According to the FBI, hate crime reports rose by 17% in 2017, making it the third consecutive year that hate crimes have increased. With over 7,100 reported in 2017, 3 out of 5 were motivated by race and ethnicity. Religion-bias has the second highest number of reported incidents while sexual-orientation bias has the third highest number. However, hate crimes remain underreported.
Smollett and GLAAD are actively fighting for the LGBTQ community.
According to Deadline, GLAAD, a media-monitoring organization that tracks representation of LGBT, released a statement: “Jussie is a true champion for LGBTQ people and is beloved by the community and allies around the world.” Smollett introduced Cynthia Erivo at the 28th Annual GLAAD Media Awards for a tribute to the victims of the Pulse nightclub attack. Jussie is also a board member of the Black Aids Institute; giving a portion of his album tour’s proceeds to the organization last year.

——

Problem to solve:
Resume the piece on rising hate crime reports and Smollett's work with GLAAD, picking up right after its final sentence.

——

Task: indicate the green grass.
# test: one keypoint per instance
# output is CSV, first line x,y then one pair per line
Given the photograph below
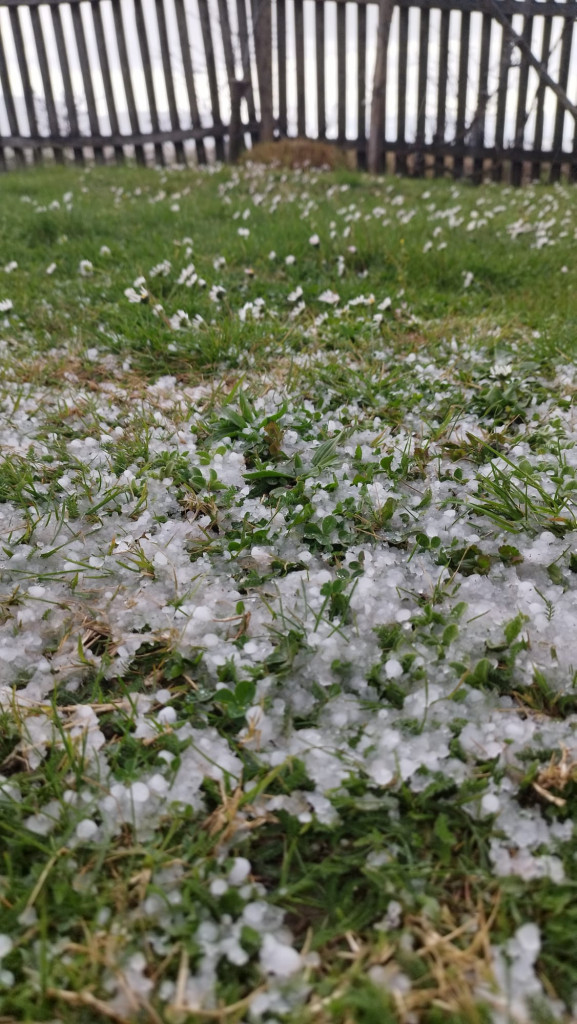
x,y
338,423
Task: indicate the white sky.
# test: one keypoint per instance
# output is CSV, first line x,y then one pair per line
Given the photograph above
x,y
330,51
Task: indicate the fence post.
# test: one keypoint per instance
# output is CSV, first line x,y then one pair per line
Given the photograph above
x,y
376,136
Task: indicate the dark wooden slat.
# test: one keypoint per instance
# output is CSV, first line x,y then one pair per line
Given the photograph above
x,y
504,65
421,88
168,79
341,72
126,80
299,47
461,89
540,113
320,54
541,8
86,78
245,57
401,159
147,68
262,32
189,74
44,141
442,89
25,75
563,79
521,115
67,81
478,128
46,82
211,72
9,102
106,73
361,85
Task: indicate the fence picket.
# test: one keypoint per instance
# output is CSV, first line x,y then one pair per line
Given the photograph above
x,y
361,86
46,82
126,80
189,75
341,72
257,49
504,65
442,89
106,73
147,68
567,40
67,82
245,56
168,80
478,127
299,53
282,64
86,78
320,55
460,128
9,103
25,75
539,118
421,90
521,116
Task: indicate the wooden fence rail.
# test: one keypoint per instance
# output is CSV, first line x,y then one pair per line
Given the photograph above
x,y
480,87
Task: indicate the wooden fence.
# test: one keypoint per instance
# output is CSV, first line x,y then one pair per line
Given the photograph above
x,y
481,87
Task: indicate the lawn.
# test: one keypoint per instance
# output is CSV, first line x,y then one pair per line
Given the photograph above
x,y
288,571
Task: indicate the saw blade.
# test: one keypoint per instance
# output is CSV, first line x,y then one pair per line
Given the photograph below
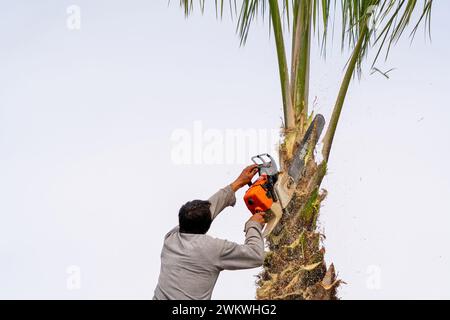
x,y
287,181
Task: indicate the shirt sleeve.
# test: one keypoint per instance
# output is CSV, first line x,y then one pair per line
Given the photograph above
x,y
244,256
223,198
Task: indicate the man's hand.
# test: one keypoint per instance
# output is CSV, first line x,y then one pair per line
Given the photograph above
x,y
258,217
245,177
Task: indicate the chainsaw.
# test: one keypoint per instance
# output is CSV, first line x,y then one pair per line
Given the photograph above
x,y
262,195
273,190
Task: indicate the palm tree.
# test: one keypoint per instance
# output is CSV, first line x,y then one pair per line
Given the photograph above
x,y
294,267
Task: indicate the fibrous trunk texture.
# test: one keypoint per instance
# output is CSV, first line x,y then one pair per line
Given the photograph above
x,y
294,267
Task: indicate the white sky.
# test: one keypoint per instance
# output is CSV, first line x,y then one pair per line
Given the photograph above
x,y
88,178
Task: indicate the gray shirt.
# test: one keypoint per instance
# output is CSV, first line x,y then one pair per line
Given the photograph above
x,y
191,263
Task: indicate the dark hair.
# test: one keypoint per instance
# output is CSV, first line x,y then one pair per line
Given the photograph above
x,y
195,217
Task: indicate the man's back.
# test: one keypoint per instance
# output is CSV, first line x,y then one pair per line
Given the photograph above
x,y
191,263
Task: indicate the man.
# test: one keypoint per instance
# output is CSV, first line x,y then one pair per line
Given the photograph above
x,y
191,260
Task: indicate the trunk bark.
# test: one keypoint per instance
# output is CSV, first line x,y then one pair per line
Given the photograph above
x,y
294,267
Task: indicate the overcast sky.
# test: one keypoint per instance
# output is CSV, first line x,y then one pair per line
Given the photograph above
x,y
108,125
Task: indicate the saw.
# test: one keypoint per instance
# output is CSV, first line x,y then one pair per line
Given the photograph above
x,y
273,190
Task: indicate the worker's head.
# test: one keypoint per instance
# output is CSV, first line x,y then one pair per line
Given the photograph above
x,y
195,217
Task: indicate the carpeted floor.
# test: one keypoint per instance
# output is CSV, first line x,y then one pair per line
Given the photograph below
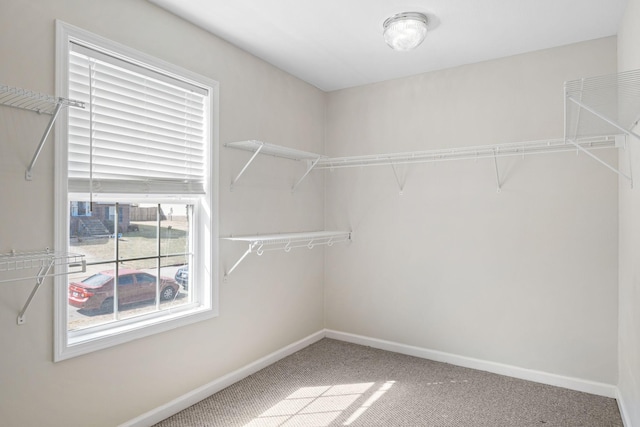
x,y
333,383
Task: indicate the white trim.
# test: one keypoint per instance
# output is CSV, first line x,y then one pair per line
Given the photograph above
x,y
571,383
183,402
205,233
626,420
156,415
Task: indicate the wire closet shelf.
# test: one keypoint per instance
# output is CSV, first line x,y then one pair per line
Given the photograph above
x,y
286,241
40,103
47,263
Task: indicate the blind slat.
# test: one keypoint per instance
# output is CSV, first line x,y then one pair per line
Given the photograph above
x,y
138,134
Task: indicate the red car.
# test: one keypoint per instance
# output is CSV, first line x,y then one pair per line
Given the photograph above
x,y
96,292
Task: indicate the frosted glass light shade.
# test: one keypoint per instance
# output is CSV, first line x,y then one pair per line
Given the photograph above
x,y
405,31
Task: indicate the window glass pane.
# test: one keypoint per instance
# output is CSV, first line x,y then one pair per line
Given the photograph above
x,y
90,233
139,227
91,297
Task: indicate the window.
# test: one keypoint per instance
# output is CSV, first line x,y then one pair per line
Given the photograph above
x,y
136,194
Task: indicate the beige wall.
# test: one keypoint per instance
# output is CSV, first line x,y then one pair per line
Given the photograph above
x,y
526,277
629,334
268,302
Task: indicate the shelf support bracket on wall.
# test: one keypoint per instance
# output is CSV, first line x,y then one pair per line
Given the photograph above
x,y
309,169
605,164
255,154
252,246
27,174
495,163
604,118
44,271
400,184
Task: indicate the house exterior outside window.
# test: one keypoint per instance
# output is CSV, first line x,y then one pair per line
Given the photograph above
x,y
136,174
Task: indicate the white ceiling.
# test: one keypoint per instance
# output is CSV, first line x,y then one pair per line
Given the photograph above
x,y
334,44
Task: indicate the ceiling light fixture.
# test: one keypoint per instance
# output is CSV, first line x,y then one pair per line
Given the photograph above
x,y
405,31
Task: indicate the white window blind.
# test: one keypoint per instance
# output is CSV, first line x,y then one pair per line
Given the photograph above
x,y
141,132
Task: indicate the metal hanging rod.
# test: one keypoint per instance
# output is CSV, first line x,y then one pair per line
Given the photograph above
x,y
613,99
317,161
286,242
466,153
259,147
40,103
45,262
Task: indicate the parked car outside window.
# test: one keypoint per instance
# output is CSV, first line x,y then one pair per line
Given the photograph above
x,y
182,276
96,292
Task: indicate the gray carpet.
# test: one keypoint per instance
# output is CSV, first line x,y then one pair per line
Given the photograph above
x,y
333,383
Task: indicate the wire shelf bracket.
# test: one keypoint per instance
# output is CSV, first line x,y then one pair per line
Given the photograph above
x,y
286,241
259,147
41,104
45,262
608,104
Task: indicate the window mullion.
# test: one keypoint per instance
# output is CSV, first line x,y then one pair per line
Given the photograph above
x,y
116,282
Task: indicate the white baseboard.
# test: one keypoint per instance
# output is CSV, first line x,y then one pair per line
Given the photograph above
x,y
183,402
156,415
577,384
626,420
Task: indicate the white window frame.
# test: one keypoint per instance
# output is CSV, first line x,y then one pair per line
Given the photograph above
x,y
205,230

——

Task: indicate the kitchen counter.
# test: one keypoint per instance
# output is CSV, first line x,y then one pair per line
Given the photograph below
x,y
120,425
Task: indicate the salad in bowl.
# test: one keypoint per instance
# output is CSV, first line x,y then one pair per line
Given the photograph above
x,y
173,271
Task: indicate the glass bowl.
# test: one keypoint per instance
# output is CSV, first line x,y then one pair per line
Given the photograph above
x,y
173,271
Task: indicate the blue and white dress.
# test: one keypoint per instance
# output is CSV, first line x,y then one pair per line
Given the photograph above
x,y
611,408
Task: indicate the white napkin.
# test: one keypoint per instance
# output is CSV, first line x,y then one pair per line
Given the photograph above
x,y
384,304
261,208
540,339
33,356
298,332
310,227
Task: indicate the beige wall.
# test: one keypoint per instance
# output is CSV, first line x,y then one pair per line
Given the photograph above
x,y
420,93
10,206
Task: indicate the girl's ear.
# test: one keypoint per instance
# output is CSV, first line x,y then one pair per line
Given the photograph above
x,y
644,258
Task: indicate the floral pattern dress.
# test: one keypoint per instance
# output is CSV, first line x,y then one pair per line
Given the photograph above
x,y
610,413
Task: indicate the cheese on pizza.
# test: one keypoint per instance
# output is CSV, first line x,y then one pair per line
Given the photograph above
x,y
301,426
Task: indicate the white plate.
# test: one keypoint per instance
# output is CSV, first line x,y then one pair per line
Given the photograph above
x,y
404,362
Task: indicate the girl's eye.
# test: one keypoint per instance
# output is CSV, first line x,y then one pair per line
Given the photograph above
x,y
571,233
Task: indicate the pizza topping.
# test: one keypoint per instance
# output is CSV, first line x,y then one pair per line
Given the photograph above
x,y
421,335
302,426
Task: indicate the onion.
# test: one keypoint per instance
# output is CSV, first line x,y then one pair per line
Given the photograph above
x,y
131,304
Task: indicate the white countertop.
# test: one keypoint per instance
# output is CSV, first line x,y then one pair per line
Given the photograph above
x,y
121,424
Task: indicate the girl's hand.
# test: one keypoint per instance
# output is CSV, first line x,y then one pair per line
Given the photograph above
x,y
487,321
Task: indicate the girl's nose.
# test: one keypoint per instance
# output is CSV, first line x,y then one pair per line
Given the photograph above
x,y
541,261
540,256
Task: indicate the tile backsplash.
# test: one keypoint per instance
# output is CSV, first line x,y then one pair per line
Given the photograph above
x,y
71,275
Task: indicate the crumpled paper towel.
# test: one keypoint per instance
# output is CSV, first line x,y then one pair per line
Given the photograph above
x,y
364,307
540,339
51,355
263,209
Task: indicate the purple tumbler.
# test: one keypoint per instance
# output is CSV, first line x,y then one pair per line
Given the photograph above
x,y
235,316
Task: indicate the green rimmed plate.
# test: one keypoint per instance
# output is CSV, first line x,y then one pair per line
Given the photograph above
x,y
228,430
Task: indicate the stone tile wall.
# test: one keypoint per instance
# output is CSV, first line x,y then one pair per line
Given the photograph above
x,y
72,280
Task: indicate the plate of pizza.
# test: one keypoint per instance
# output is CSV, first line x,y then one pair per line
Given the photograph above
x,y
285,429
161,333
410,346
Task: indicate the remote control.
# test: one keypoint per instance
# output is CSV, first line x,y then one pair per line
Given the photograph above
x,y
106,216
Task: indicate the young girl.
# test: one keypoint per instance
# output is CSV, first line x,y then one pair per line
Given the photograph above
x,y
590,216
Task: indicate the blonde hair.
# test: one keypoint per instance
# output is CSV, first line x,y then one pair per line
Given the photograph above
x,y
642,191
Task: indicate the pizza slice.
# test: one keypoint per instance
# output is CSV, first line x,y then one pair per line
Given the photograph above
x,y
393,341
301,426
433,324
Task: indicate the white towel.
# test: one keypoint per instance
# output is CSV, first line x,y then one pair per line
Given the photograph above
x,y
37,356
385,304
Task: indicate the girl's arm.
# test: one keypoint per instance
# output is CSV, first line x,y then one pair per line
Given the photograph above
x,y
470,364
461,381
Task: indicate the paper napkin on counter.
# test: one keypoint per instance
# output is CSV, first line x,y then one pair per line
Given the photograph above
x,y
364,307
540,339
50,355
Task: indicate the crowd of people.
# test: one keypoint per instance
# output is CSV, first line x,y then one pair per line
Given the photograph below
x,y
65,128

——

Output:
There are 5 federal laws related to hate crimes.
- Conspiracy against rights
- Violent interference with federally protected rights
- Damage to religious property; obstruction of persons in the free exercise of religious beliefs
- Criminal interference with right to fair housing
- The Matthew Shepard and James Byrd Jr. Hate Crimes Prevention Act of 2009
According to the Gospel Coalition, all but five states (Arkansas, Georgia, Indiana, South Carolina, and Wyoming) have hate-crime laws.